INPUT >>
::::::

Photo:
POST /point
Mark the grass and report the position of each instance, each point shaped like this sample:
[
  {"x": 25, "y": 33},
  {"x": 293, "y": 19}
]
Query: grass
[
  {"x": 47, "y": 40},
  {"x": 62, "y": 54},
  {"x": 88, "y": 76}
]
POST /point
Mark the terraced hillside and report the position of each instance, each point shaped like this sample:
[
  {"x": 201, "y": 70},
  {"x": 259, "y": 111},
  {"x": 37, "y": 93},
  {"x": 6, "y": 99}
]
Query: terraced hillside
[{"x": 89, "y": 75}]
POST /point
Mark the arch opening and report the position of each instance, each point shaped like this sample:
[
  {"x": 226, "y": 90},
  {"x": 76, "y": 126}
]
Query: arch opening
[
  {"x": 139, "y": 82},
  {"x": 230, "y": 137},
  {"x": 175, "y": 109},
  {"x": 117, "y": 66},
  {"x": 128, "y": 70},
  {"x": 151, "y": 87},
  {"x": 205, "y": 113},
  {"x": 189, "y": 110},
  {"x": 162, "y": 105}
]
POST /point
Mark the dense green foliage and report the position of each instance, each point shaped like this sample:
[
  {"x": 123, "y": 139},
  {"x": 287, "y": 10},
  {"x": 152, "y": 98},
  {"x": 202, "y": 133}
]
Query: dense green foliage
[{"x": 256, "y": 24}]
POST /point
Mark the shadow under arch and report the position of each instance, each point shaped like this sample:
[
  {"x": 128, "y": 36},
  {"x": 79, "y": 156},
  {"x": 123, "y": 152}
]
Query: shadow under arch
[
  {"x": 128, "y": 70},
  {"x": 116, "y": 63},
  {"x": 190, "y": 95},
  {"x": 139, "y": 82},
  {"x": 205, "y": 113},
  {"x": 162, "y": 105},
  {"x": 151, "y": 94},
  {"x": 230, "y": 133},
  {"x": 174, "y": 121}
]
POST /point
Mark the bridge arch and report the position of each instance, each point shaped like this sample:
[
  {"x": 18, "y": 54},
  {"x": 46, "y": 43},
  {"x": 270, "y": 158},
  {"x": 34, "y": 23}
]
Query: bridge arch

::::::

PROBLEM REQUIREMENTS >> Lines holding the string "bridge" must be copied out of the entries above.

WRITTEN ANSWER >>
Mark the bridge arch and report the position of each instance, each point shaped like this sample:
Query: bridge arch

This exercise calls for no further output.